Text segment:
COURTESY OF THE NATURE CONSERVANCY
A declining pisonia forest at Palmyra Atoll illustrates the damage done by insect infestations.
|
|
Atoll as laboratory
Hawaii and mainland scientists head to Palmyra to study a coral ecosystem still largely untouched
DOZENS of top scientists are launching cooperative research on remote Palmyra Atoll that could provide new insights into climate change, disappearing coral reefs and other global environmental issues.
The consortium, which includes the University of Hawaii, Stanford University and the Scripps Institution of Oceanography, will use a $1.5 million research center recently built on the atoll's Cooper Island by the Nature Conservancy.
"The thing that makes Palmyra so sexy to a researcher is that there are very few human impacts," said Barry Stieglitz, the U.S. Fish and Wildlife Service's senior policy-maker for Pacific islands.
Studying the coral reef ecosystem on this tiny National Wildlife Refuge, 960 miles south of Honolulu, will be "establishing a base line against which other places can be measured," he said.
According to Rob Dunbar, a Stanford oceanographer who has helped set the consortium in motion, projects will include:
» Learning about long-term cycles of wet and dry years, by decoding information stored in coral colonies that are thousands of years old.
» Better understanding of how humans have affected coral reef ecosystems on inhabited islands by studying the almost untouched plants and animals of an ocean paradise.
» Striving to save a tropical forest of pisonia trees from the onslaught of invasive ants and scale disease.
"This place is so remote," Stieglitz said. "It's not like any other place."
The Nature Conservancy bought the formerly private atoll, with 600 land acres and 480,000 acres of submerged reef, from the Fullard-Leo family in 2000, then sold most of it to the Fish and Wildlife Service.
COURTESY OF THE NATURE CONSERVANCY
The atoll's native coconut crab.
|
|
The atoll's water and land is home to 125 different coral species (three times more than in Hawaii), 29 bird species, the endangered green sea turtle and dozens of other marine creatures.
The Fullard-Leo family turned down development offers over the years that proposed turning the atoll into a nuclear depository or a casino.
On the several hundred land acres the Nature Conservancy kept, it used a grant from the Gordon and Betty Moore Foundation to build a research station that can accommodate up to 20 researchers at a time. The complex has an up-to-date lab, 100,000-gallon freshwater catchment, 24-hour electricity and an environmentally friendly septic system.
The 14 small screened-window huts for researchers to live in are simple but pleasant, said Dunbar, who hopes to spend about three weeks a year there over the next five years.
"I hope it will have a lot to tell us about a healthy marine ecosystem," said Suzanne Case, executive director of the Nature Conservancy in Hawaii, as well as document the effects of a Navy air base there in World War II.

Recorded data:

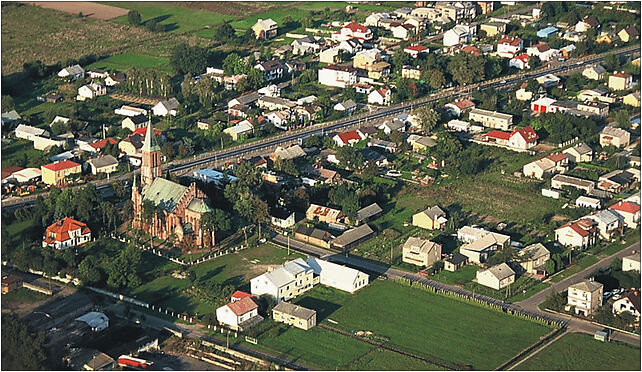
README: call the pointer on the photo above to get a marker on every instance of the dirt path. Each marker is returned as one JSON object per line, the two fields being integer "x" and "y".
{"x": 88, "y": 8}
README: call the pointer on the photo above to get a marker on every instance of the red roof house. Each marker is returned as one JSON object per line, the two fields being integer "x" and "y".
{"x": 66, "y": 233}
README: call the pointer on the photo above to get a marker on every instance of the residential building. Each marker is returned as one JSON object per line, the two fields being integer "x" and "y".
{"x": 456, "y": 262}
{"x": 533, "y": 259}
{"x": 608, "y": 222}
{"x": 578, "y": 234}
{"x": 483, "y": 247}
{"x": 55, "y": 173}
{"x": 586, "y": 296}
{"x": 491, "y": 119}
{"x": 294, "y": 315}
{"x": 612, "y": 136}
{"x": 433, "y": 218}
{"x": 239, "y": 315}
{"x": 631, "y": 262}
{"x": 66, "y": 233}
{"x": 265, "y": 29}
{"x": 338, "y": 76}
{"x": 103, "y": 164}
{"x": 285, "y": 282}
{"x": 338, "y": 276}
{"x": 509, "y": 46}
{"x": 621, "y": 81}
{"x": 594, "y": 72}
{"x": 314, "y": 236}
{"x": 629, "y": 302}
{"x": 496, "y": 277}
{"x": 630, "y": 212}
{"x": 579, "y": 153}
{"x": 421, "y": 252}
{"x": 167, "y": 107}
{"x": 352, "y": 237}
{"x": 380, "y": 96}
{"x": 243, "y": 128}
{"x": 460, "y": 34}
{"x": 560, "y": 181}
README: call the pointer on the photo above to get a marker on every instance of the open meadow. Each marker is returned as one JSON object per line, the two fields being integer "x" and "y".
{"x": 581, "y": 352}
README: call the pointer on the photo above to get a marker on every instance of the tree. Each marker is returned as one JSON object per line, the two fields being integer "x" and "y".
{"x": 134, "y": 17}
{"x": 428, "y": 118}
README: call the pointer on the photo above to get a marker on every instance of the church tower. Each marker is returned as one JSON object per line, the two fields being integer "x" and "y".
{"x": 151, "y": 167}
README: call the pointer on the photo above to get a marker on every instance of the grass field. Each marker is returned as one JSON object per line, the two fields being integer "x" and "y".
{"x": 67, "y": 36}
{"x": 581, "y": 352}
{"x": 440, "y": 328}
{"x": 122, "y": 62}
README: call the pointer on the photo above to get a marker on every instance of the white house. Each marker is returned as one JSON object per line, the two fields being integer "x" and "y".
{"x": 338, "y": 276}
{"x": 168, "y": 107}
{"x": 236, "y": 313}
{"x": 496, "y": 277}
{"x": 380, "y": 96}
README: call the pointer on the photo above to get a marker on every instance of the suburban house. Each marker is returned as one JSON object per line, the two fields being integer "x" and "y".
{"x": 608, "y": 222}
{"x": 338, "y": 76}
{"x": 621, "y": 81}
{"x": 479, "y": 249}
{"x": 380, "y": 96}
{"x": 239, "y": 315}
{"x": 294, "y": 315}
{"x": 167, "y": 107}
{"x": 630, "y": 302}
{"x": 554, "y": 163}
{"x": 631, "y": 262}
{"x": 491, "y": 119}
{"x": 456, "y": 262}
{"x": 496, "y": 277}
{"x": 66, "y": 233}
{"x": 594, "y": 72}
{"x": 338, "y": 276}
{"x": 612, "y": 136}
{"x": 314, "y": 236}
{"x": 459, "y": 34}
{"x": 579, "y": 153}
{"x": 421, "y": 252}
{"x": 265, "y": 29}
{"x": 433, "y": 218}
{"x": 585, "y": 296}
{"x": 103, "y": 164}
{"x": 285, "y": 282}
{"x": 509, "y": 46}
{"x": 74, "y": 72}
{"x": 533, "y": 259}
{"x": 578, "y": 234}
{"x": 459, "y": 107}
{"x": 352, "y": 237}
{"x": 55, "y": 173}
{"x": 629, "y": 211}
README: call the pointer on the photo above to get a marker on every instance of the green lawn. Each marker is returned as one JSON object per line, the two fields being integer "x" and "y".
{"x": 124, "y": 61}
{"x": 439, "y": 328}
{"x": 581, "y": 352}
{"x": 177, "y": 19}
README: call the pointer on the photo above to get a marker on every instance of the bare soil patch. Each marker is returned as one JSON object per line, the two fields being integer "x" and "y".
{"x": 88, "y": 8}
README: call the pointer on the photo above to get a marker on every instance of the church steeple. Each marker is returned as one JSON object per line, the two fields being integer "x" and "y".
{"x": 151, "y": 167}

--

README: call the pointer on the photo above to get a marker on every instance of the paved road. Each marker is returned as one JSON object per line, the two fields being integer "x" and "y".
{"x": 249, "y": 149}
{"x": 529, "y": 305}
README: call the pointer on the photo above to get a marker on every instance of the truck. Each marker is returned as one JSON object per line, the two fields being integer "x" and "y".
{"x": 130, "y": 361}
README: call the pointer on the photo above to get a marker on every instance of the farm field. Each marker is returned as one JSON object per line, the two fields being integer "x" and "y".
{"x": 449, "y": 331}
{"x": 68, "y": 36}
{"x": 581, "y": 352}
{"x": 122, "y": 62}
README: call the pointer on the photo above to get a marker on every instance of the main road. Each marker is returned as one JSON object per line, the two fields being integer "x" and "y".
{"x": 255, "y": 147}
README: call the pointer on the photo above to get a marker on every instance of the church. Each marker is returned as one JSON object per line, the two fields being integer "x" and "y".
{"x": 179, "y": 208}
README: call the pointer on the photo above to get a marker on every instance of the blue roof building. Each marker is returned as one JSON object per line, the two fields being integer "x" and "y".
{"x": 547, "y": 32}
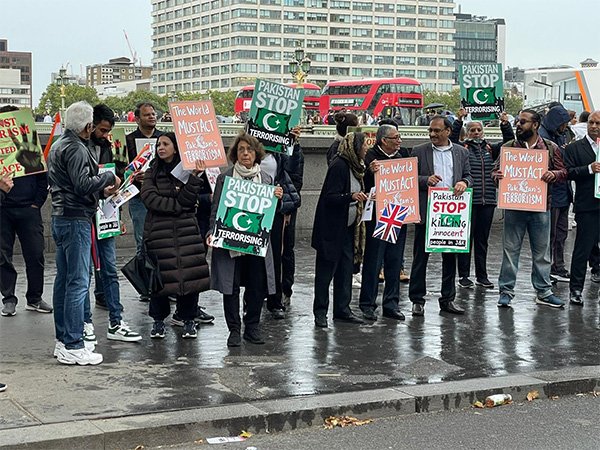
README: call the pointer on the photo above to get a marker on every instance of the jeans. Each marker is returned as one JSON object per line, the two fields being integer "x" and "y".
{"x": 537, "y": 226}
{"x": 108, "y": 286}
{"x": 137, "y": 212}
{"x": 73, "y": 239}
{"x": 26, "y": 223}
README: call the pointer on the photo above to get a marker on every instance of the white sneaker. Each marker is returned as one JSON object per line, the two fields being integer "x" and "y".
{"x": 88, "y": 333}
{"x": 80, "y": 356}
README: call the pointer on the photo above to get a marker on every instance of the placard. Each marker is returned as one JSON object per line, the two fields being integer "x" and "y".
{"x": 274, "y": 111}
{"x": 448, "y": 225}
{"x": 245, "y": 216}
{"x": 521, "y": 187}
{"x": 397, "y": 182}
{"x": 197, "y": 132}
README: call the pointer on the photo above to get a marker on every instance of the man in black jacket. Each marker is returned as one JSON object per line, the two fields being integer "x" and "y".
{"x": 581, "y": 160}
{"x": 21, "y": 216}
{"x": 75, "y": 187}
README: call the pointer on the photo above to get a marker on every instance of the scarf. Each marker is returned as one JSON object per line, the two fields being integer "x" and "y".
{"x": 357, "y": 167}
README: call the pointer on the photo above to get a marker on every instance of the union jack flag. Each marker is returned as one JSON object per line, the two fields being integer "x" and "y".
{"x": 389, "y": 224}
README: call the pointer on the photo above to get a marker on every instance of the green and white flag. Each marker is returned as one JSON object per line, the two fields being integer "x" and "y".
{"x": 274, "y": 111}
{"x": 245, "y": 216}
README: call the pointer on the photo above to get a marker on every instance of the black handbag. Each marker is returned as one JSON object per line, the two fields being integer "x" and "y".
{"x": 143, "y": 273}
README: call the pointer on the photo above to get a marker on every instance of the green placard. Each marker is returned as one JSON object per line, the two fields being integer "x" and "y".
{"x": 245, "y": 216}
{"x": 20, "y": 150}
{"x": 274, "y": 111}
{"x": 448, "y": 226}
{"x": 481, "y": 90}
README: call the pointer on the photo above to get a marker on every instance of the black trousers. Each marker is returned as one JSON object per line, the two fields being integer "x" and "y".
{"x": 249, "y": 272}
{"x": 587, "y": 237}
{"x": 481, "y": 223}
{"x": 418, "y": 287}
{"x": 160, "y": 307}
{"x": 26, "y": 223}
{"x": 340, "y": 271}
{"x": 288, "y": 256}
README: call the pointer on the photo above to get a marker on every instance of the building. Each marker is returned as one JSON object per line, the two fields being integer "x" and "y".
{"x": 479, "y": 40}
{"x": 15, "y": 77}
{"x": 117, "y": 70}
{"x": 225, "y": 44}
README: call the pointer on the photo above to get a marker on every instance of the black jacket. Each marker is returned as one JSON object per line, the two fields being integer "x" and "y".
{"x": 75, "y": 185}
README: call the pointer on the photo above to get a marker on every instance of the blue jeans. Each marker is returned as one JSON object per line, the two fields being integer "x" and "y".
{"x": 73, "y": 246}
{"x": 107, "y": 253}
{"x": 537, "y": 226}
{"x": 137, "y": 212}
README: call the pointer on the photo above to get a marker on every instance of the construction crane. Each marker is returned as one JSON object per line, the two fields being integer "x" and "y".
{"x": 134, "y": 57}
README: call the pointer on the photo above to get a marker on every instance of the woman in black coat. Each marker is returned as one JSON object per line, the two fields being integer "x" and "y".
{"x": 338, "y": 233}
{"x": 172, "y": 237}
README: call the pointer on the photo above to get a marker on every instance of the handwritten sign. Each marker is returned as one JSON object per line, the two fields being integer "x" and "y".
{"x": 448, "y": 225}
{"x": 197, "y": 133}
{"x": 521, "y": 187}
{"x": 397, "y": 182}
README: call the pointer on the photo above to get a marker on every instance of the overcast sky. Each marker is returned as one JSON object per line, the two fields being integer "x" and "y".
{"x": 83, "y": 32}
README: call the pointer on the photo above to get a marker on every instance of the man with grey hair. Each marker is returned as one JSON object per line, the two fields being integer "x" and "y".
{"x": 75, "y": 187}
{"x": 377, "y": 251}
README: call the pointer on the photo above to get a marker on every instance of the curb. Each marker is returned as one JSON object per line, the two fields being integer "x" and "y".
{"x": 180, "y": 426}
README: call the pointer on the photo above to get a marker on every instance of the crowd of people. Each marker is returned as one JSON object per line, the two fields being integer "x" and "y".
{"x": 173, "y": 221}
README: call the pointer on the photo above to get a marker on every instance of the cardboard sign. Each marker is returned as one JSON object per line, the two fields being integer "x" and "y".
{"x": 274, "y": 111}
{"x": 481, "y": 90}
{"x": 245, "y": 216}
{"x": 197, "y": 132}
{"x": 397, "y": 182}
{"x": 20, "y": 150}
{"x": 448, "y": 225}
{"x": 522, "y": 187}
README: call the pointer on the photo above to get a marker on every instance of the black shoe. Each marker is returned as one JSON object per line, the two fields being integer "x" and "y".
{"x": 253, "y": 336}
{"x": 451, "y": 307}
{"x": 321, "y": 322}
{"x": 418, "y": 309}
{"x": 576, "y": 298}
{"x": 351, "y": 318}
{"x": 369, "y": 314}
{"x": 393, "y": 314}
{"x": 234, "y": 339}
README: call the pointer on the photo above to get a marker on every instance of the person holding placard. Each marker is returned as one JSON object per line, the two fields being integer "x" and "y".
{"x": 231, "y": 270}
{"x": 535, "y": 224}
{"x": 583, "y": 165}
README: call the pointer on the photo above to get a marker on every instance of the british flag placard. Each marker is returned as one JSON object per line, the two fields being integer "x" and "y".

---

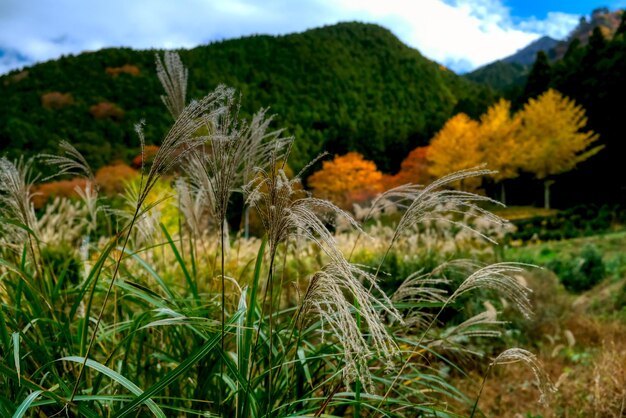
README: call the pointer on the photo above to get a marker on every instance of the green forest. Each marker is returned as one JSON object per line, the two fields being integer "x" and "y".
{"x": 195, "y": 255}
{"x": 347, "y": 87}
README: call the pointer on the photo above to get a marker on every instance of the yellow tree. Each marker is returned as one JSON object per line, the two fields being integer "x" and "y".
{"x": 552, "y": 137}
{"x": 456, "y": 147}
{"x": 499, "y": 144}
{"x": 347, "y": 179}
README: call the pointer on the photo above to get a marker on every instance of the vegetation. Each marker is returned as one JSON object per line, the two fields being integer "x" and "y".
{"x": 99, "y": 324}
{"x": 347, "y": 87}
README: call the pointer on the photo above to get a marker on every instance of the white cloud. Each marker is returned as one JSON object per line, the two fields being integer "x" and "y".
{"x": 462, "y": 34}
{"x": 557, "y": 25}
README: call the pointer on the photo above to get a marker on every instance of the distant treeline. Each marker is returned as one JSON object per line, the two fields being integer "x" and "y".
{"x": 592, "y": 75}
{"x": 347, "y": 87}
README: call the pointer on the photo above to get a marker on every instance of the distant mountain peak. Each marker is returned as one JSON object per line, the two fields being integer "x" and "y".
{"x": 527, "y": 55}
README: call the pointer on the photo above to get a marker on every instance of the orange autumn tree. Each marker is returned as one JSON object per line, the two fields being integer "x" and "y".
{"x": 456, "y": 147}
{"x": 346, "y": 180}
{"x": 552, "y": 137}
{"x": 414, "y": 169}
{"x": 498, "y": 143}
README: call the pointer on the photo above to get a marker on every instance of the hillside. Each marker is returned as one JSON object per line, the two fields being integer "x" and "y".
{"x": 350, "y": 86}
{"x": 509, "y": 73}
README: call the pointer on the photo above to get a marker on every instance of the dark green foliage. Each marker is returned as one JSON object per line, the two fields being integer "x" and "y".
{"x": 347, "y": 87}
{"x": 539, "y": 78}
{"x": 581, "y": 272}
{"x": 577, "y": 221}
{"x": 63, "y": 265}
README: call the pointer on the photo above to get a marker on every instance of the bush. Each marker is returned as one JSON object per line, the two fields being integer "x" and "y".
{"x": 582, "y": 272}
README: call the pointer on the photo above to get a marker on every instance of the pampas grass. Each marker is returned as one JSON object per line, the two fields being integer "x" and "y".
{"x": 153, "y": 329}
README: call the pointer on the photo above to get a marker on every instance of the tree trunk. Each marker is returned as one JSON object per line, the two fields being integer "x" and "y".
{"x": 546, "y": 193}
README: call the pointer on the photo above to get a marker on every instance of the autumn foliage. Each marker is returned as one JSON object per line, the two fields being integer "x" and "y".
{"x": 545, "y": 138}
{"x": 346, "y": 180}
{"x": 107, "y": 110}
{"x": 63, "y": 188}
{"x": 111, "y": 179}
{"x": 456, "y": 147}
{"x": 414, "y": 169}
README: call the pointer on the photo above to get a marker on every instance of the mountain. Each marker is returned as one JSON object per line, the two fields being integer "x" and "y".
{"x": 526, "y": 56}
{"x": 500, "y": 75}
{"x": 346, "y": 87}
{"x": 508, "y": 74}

Work item:
Quote the stretch of the Palmyra Atoll article from "Studying the coral" through "and scale disease.". Please rely only on the Palmyra Atoll article, not the rows.

Exercise answer:
Studying the coral reef ecosystem on this tiny National Wildlife Refuge, 960 miles south of Honolulu, will be "establishing a base line against which other places can be measured," he said.
According to Rob Dunbar, a Stanford oceanographer who has helped set the consortium in motion, projects will include:
» Learning about long-term cycles of wet and dry years, by decoding information stored in coral colonies that are thousands of years old.
» Better understanding of how humans have affected coral reef ecosystems on inhabited islands by studying the almost untouched plants and animals of an ocean paradise.
» Striving to save a tropical forest of pisonia trees from the onslaught of invasive ants and scale disease.